[Document excerpt]:

•••

Mastbeth v. Shiel
This text of 194 N.Y.S.3d 338 (Mastbeth v. Shiel) is published on Counsel Stack Legal Research, covering Appellate Division of the Supreme Court of the State of New York primary law. Counsel Stack provides free access to over 12 million legal documents including statutes, case law, regulations, and constitutions.
Opinion
| Mastbeth v Shiel |
| 2023 NY Slip Op 03895 |
| Decided on July 20, 2023 |
| Appellate Division, Third Department |
| Published by New York State Law Reporting Bureau pursuant to Judiciary Law § 431. |
| This opinion is uncorrected and subject to revision before publication in the Official Reports. |
Decided and Entered:July 20, 2023
536119
v
Derrick E. Shiel, as Executor of the Estate of Richard E. Shiel, Respondent.
Calendar Date:June 1, 2023
Before:Egan Jr., J.P., Lynch, Aarons, Fisher and McShan, JJ.
Hegge & Confusione, LLC, New York City (Michael Confusione of counsel), for appellant.
Monaco Cooper Lamme & Carr PLLC, Albany (Jonathan E. Hansen of counsel), for respondent.
Egan Jr., J.P.
Appeal from a judgment of the Supreme Court (Martin D. Auffredou, J.), entered August 23, 2022 in Warren County, upon a decision of the court in favor of defendant.
The parties own properties on Thomas Mountain in the Town of Lake Luzerne, Warren County, and those properties are accessed by turning off of Old Stage Road and heading northward on Griffin Road, which runs over several parcels of real property on the mountain. Plaintiff and her deceased husband purchased two of those parcels in 1989 and 1991, respectively, and she has easement rights entitling her to cross her southerly neighbors' property on Griffin Road to access them. In 1998, Richard E. Shiel purchased a parcel north of plaintiff's property that lacked similar easement rights. Plaintiff initially permitted Shiel to cross her property on Griffin Road to reach his parcel but, in 2004, arrived at her property to find that he "had dug up the whole area" along the road, purportedly impairing her ability to access her property with a vehicle and causing various negative effects to her property. She thereafter directed him to stay off of her property.

•••

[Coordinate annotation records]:

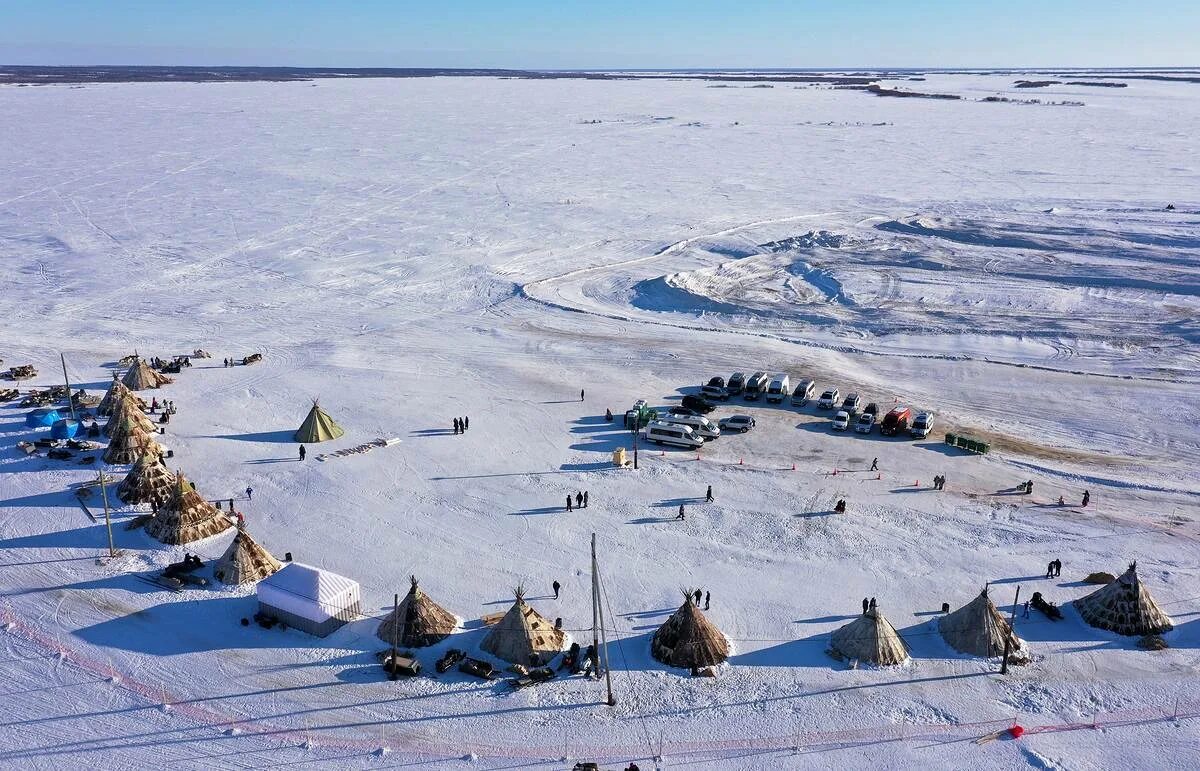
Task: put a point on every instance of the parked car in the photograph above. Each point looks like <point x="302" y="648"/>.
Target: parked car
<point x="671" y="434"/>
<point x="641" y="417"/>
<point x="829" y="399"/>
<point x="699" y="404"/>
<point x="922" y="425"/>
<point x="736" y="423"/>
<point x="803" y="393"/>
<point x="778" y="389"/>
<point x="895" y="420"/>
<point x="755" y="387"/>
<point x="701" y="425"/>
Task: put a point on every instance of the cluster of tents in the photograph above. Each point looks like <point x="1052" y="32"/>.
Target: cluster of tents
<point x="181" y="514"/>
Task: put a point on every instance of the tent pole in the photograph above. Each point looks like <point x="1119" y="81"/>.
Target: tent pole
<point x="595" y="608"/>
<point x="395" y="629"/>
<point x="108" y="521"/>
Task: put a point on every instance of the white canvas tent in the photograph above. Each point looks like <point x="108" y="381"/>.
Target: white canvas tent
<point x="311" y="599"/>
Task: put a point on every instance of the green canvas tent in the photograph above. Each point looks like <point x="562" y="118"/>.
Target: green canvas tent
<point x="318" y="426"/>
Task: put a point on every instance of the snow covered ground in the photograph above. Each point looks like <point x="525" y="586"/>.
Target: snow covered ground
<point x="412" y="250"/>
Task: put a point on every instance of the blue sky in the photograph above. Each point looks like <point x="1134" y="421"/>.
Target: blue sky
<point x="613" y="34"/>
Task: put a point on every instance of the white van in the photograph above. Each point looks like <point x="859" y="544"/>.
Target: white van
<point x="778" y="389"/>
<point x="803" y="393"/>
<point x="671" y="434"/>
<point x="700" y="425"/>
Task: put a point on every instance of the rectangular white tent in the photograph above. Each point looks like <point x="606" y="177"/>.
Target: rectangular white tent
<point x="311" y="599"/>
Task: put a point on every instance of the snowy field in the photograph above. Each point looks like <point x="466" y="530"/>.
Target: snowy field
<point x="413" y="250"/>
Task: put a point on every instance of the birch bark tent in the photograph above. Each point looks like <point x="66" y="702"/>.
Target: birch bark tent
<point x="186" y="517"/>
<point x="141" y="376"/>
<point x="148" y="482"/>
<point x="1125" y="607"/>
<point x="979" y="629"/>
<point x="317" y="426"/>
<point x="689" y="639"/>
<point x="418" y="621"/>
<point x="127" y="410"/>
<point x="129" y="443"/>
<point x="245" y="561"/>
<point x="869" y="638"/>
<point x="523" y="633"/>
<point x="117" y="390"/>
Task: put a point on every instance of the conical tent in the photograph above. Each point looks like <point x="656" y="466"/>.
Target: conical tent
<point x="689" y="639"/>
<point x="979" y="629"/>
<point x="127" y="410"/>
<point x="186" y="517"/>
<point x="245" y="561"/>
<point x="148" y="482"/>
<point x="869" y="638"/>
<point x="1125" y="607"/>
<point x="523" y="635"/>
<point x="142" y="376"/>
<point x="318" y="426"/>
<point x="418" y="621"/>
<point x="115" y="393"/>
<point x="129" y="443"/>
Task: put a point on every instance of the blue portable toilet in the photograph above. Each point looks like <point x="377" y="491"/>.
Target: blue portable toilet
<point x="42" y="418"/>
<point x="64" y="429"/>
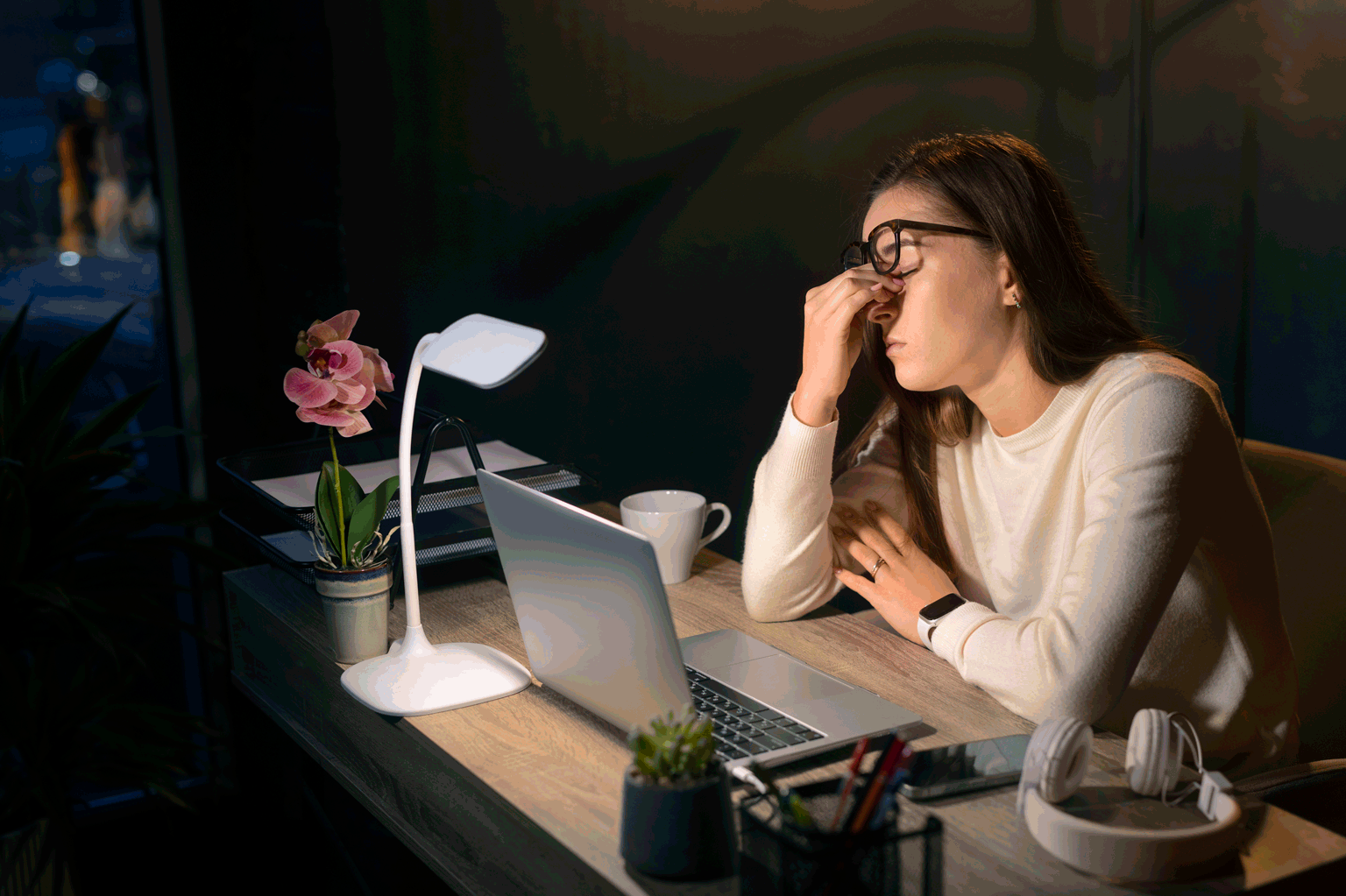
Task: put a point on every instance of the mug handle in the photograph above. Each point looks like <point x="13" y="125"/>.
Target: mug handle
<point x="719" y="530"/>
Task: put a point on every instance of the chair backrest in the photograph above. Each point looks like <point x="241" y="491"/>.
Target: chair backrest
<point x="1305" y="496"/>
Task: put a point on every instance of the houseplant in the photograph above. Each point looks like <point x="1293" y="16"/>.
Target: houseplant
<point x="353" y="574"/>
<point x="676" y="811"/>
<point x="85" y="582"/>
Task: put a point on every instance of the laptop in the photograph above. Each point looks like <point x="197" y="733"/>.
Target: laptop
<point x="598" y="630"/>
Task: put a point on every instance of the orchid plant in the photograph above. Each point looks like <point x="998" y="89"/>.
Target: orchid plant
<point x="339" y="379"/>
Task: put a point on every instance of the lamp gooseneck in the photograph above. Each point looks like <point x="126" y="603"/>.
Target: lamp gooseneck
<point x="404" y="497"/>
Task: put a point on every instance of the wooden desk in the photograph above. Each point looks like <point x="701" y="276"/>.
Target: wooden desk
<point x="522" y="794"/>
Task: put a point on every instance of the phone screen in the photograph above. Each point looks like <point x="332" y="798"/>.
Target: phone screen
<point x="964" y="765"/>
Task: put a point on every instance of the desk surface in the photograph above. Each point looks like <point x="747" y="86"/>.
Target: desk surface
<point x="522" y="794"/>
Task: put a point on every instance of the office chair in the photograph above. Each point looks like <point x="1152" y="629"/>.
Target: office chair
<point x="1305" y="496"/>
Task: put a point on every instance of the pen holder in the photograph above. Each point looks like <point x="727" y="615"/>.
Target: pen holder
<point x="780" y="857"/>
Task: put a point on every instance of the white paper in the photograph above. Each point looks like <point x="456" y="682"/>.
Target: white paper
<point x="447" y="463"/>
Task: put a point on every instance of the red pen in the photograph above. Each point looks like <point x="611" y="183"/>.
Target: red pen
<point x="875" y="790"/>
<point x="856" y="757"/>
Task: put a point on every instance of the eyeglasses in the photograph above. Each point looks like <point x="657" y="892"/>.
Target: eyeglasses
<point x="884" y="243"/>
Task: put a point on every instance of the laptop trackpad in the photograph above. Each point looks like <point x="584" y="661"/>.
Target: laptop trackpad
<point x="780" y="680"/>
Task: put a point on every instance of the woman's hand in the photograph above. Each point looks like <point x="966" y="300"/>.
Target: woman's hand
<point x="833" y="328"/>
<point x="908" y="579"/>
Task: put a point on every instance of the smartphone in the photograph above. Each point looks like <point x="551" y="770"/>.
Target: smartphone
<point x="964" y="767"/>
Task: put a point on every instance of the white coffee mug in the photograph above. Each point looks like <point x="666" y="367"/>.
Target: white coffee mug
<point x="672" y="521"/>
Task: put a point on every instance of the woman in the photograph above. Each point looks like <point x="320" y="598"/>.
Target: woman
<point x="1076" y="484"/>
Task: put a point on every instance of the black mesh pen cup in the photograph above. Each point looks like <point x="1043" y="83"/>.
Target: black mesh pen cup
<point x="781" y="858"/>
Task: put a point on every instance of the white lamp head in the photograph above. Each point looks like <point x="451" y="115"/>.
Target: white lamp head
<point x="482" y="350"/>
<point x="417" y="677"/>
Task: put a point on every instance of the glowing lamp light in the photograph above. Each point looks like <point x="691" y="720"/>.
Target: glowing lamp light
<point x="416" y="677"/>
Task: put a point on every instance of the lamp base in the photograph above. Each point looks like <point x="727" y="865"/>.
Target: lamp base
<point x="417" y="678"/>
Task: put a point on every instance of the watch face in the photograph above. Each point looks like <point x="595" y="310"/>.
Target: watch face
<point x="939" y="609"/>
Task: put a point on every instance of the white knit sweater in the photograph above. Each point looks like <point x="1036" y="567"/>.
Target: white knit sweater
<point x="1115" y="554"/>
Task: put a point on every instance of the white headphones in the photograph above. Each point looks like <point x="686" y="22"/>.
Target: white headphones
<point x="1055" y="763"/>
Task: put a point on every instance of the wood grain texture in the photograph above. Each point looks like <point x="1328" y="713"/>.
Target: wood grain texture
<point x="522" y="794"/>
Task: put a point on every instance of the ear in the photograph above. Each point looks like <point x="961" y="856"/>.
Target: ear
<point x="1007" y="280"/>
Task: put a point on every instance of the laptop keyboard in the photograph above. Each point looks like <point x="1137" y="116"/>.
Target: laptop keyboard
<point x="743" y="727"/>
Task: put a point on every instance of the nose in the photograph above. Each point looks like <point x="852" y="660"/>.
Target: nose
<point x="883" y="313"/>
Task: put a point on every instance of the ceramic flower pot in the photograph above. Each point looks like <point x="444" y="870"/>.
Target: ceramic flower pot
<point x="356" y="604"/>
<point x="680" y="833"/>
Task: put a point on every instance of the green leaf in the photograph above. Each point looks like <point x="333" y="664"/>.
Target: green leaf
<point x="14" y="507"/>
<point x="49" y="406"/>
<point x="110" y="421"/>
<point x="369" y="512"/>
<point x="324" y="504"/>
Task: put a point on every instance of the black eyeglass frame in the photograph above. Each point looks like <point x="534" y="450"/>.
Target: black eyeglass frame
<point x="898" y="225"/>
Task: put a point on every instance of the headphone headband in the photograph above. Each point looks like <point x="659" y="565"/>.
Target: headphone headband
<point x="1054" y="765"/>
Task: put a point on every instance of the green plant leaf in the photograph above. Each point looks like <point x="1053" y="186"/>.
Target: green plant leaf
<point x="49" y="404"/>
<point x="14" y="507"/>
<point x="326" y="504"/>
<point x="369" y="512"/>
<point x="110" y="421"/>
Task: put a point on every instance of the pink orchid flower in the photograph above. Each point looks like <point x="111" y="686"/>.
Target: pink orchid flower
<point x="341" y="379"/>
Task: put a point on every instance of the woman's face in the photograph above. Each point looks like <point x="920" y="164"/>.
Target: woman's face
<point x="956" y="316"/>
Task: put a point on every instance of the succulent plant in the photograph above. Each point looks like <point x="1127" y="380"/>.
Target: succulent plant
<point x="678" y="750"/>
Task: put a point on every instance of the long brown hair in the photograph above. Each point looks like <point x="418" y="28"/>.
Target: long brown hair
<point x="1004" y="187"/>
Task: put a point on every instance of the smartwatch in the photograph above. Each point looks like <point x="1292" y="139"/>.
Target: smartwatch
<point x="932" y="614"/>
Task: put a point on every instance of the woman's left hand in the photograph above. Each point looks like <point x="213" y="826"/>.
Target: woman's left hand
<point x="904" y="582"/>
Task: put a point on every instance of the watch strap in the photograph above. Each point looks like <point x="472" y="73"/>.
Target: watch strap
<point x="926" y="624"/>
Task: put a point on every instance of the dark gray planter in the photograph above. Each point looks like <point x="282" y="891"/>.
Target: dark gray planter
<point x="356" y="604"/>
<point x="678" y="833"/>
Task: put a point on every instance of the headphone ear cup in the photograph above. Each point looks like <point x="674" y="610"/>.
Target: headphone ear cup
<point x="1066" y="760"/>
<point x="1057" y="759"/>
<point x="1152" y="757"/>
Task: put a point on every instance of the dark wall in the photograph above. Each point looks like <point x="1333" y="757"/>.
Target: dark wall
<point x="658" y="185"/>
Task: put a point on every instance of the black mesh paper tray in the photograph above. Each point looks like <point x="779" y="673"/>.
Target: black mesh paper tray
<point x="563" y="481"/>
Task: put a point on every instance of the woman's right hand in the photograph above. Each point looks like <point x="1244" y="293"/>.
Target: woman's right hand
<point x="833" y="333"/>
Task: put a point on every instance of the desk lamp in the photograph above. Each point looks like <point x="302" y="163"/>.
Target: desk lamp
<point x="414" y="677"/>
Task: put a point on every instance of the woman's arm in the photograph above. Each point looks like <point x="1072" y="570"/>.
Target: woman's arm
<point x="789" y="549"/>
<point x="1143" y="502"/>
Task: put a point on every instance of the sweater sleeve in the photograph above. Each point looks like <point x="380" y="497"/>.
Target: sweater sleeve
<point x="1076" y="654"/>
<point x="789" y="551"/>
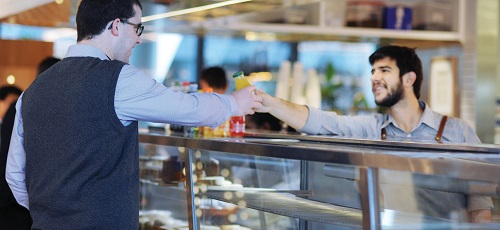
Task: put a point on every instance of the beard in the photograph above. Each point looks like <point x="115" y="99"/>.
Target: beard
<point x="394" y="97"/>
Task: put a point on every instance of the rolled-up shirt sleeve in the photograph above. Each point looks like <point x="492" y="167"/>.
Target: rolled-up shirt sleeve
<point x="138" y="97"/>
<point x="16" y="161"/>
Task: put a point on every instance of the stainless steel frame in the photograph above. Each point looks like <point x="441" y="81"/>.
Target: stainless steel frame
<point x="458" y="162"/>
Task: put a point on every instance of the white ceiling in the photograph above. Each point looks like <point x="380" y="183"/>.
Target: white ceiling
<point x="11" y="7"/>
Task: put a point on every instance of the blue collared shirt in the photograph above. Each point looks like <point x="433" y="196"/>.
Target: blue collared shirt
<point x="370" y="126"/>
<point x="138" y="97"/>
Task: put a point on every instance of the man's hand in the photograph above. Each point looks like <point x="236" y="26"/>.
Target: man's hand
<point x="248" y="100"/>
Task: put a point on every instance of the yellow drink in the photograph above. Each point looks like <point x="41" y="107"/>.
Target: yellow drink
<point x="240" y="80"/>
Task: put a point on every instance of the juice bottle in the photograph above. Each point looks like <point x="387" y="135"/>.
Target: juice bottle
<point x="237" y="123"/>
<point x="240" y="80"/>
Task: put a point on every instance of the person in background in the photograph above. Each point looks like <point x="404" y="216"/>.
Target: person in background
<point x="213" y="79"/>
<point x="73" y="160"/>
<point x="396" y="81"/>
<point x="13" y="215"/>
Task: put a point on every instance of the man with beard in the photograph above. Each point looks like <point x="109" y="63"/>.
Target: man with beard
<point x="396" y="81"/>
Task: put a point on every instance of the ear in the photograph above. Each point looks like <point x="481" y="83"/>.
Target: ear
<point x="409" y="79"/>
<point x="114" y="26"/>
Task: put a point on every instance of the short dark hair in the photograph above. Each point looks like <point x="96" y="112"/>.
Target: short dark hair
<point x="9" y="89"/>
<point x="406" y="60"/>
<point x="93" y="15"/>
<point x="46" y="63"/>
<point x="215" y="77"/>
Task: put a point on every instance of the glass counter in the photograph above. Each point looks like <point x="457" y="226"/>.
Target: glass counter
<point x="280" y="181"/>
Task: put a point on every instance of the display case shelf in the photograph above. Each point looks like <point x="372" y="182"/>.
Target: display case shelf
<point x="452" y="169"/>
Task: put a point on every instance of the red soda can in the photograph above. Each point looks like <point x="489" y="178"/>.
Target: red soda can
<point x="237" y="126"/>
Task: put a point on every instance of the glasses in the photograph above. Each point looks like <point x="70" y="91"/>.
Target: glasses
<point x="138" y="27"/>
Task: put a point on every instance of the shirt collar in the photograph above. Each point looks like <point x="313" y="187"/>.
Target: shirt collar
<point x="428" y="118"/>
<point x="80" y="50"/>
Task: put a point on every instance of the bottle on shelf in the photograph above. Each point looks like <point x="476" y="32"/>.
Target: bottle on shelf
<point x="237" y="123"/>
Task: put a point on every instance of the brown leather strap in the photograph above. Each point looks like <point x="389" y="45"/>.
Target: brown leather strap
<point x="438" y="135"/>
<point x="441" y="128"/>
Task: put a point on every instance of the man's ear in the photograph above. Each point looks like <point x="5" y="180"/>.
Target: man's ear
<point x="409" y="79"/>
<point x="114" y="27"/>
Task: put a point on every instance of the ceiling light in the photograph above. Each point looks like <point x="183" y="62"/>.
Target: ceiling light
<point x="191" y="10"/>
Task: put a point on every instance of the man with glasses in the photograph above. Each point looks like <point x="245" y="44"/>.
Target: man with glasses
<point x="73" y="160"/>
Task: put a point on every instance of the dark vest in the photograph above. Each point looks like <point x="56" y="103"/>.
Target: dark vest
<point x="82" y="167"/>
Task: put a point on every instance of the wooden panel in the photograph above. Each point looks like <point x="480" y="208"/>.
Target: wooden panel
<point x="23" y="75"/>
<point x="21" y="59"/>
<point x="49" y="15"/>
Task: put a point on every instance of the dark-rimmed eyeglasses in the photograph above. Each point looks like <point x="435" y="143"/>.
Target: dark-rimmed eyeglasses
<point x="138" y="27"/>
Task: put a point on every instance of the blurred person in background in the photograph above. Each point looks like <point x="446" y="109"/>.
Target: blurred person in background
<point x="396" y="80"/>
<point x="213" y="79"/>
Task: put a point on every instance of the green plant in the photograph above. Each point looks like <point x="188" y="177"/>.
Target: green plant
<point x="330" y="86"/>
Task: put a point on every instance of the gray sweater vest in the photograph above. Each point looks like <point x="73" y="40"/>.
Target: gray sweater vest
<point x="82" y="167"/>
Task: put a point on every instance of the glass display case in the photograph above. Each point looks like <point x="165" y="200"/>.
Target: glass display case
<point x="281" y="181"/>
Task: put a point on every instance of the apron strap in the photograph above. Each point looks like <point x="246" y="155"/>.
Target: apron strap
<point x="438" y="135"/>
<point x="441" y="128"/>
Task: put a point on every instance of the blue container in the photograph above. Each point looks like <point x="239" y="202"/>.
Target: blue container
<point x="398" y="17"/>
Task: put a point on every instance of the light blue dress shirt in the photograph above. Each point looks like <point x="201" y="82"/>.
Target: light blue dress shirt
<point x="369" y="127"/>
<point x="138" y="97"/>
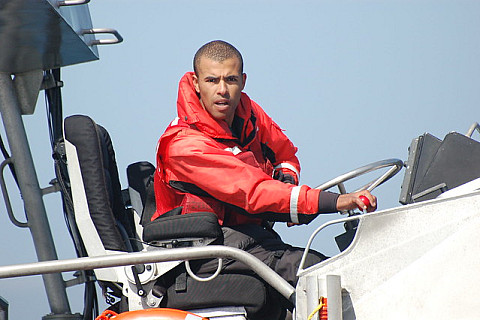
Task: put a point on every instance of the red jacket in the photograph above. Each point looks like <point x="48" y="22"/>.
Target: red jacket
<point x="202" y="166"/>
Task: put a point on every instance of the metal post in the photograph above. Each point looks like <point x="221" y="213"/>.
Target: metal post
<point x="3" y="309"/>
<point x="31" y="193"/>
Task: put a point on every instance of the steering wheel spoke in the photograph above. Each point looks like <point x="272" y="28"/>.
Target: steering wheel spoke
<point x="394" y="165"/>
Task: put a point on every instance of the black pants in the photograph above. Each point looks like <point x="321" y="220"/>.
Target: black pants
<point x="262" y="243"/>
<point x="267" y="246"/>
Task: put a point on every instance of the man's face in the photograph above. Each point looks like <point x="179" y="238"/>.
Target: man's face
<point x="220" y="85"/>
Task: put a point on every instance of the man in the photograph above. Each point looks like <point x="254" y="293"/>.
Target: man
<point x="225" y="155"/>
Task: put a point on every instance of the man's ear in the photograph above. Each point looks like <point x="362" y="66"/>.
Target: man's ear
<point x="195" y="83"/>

•••

[Goal]:
According to the court opinion before the items, in what year did Richard E. Shiel buy the parcel north of the plaintiff's property?

[Complete response]:
1998